*** Opening Data for processing ***

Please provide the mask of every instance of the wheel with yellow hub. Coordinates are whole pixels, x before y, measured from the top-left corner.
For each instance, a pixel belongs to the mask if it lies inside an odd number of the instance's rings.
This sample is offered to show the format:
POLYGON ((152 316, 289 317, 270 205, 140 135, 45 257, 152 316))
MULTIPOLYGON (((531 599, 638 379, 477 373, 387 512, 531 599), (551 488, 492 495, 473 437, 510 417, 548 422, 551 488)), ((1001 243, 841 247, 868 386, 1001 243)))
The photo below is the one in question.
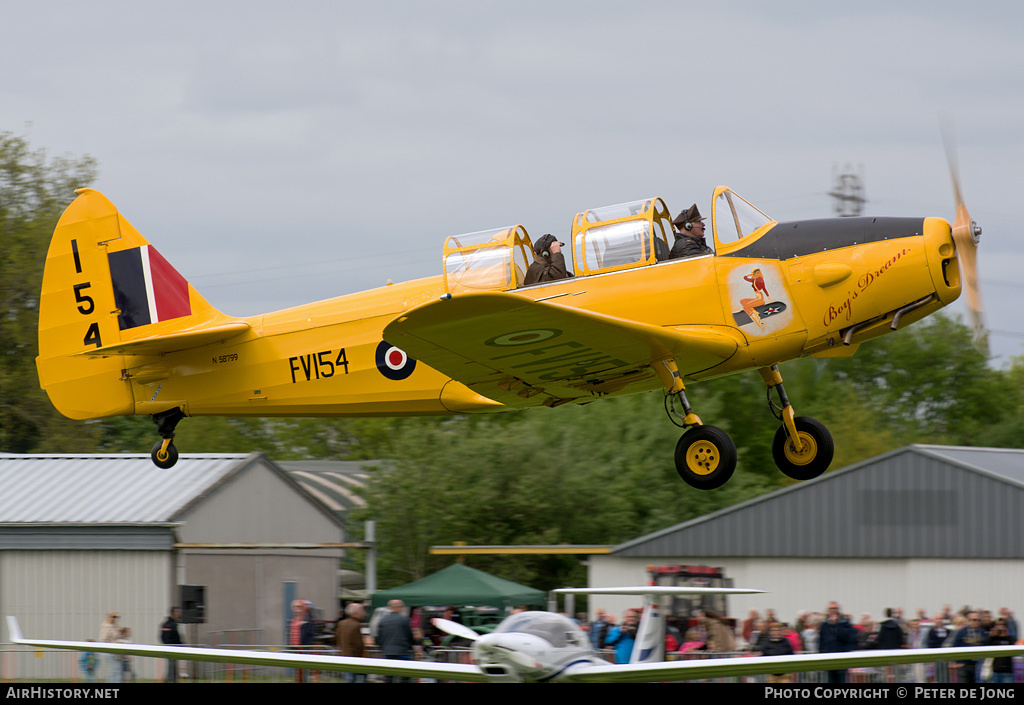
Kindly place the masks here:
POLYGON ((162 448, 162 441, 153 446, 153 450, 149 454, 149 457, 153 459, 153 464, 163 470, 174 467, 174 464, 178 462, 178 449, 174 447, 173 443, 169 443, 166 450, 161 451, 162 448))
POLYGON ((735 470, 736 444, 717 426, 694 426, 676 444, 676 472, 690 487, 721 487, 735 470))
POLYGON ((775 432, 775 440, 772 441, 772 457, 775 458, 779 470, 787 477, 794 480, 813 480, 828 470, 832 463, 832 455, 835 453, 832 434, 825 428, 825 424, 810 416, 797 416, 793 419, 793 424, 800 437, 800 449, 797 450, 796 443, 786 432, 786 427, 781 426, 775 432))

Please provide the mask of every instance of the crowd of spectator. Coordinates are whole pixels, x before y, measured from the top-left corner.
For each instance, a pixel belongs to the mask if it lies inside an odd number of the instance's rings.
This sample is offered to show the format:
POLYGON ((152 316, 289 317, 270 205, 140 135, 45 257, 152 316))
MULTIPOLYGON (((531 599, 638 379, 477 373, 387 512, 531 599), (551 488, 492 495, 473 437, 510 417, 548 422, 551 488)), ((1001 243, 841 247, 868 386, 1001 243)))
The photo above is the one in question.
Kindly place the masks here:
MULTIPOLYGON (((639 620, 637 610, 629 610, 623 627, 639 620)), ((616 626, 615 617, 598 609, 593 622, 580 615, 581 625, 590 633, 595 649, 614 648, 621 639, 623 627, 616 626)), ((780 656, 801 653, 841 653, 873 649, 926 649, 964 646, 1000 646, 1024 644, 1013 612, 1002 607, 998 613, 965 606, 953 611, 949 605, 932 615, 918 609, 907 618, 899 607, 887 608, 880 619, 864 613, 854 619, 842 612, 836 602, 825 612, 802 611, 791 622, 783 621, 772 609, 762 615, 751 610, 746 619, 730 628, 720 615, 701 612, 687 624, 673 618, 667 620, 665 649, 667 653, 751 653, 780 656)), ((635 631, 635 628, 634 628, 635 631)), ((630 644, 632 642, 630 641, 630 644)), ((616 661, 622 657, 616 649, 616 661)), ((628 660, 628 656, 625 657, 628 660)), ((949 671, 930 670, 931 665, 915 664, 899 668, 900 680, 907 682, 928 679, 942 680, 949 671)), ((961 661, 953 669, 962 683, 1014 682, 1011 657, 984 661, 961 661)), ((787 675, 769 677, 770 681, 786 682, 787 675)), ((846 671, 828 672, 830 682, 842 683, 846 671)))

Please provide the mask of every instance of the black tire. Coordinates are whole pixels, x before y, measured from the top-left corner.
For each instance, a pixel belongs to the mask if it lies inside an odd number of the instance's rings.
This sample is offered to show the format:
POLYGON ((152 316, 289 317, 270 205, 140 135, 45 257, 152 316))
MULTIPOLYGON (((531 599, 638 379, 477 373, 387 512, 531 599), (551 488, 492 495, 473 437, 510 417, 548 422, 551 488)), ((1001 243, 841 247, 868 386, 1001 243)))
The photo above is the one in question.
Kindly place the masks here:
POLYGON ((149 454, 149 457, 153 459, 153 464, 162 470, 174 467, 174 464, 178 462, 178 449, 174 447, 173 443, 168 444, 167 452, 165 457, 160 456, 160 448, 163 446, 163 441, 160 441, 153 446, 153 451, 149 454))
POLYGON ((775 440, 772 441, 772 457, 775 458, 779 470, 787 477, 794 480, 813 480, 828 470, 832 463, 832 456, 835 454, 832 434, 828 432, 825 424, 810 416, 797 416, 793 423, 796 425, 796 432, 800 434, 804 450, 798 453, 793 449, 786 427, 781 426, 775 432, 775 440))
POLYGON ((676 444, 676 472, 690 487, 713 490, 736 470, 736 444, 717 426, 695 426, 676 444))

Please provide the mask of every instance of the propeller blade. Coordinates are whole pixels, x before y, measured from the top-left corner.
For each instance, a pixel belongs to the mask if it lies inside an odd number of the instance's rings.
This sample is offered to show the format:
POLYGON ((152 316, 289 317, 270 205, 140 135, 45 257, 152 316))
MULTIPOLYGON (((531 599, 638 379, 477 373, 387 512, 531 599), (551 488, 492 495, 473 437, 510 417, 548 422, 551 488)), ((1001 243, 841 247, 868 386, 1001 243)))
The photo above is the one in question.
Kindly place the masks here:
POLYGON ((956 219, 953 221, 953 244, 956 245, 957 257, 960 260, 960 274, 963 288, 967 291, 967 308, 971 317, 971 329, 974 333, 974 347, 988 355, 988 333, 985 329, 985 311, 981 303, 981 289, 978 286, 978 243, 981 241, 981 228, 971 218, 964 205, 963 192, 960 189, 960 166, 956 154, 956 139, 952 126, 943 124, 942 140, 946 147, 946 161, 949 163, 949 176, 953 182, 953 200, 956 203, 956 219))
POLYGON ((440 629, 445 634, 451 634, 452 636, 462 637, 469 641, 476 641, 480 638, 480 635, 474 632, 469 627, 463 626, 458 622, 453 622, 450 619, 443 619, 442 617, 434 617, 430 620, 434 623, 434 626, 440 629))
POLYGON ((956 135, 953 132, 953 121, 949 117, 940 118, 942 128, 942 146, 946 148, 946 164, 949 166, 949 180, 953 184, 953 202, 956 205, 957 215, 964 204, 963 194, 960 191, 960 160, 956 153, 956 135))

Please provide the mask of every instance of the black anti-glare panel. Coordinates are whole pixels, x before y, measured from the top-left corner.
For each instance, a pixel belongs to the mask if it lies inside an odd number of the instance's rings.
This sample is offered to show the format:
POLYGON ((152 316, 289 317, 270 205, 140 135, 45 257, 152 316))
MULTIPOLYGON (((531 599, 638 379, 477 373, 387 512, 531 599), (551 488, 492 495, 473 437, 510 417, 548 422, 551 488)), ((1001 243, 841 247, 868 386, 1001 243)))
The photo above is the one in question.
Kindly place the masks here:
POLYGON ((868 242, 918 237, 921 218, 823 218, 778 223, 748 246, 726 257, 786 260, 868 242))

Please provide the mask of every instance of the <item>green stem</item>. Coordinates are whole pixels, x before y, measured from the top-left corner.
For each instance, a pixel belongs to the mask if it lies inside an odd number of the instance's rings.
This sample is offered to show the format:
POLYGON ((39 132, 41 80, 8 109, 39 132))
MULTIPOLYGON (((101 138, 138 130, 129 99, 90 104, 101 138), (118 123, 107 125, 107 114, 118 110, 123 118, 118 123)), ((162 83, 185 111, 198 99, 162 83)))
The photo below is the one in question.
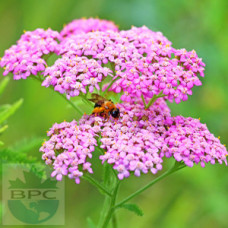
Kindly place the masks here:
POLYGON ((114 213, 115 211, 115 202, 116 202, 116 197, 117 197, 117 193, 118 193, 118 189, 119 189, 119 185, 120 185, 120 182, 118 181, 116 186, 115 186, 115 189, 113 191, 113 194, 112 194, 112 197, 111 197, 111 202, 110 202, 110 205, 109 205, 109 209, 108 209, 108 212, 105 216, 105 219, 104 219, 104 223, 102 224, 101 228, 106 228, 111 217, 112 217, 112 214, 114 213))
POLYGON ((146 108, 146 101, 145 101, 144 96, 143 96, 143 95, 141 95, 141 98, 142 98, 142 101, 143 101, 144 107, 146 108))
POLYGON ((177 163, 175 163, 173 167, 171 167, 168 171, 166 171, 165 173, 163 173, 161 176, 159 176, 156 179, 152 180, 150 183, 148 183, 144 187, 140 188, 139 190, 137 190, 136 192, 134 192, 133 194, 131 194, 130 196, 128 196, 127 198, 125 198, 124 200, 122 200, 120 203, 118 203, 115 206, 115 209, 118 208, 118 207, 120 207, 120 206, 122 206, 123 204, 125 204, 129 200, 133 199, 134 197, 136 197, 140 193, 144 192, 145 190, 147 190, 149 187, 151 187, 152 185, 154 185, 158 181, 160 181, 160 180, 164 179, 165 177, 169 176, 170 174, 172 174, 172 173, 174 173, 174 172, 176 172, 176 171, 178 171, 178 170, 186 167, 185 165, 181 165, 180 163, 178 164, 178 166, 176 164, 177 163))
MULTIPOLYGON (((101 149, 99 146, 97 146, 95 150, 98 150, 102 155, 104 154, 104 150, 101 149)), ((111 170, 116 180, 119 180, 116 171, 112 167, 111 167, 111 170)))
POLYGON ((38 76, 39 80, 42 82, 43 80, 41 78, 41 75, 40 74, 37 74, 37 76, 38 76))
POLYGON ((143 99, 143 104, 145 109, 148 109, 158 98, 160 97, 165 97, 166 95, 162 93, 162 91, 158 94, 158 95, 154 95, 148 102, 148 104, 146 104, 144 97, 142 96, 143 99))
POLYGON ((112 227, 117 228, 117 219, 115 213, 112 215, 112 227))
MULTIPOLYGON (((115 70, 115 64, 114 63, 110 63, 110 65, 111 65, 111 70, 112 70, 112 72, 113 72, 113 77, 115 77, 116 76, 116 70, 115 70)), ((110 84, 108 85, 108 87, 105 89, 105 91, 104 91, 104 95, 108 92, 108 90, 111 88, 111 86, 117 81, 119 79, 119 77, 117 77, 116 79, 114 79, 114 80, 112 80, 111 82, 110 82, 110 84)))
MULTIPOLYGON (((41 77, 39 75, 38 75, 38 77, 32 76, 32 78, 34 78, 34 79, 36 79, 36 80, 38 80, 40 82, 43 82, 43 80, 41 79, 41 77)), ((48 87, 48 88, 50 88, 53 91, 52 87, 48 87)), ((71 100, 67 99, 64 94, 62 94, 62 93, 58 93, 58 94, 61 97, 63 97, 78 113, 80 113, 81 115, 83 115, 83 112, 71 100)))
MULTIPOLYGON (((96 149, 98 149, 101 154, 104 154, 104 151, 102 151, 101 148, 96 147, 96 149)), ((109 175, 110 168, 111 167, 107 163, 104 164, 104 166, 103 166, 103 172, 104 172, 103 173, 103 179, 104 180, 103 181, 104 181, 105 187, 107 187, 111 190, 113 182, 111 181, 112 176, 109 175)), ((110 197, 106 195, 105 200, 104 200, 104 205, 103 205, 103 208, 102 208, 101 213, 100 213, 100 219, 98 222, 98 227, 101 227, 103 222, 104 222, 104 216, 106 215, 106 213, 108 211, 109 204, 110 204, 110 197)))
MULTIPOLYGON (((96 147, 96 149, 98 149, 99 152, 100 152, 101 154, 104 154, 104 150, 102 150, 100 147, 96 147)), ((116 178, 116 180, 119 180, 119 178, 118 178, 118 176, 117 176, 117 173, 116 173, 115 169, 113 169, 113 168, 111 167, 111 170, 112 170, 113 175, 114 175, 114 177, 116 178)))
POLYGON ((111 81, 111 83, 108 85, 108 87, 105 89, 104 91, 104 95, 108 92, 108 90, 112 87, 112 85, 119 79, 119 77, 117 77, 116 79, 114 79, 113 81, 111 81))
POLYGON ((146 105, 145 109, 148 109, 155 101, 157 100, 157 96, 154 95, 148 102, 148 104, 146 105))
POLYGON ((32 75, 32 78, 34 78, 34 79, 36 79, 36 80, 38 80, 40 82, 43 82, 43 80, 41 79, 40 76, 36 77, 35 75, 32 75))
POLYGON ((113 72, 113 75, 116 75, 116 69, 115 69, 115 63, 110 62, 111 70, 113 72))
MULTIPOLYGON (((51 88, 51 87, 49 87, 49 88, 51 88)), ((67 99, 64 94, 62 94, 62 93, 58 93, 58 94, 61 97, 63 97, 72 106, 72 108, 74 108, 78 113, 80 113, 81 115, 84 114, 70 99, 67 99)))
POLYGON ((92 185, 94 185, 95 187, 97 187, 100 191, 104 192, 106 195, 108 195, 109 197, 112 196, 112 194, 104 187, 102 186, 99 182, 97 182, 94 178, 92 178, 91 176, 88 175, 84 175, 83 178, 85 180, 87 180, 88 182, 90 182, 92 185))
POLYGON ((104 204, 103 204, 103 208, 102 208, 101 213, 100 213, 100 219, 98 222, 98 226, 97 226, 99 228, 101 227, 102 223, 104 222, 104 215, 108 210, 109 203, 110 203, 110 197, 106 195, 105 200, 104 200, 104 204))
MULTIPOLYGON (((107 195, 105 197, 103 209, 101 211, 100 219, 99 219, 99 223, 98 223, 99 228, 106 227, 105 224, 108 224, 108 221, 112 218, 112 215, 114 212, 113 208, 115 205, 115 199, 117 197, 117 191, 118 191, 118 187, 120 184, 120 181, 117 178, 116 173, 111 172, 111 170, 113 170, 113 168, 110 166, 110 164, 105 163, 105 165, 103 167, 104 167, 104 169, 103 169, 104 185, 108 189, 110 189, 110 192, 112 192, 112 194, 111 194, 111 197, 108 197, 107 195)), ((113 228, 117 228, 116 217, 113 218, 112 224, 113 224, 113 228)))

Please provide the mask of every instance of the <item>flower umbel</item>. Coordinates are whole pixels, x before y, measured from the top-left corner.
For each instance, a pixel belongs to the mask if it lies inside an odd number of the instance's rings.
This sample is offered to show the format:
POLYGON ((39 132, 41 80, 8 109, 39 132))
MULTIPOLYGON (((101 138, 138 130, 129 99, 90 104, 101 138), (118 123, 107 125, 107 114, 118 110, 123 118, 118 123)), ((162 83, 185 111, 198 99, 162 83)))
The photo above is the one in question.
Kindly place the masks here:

*** Closing Data for processing ***

Work to complete: Go through the entries. Report every line that contains the word "Please".

Answer section:
Please provide the mask of every instance of the wheel with yellow hub. Coordinates are whole pixels, x before y, measured from the top-left corner.
Please provide the mask of every instance of the crowd of spectator. Coordinates are whole pixels, x before y, measured from the top-left corner.
Please provide the mask of every instance of the black tire. Coordinates are whole pixels, x before y, measured from the top-left corner.
Please provide the mask of every instance of the propeller blade. Coordinates are whole pixels, x before y, measured from the top-left corner.
Please provide the mask of every instance of the black anti-glare panel. Coordinates are whole pixels, x before y, measured from the top-left corner.
Please provide the mask of every instance of the <item>green stem</item>. Coordinates are whole pixels, x before y, measured from the top-left corner.
Please provide the mask of every instance of the <item>flower umbel</item>. Coordinates are whole pixels, x before y, measured from the top-left corner.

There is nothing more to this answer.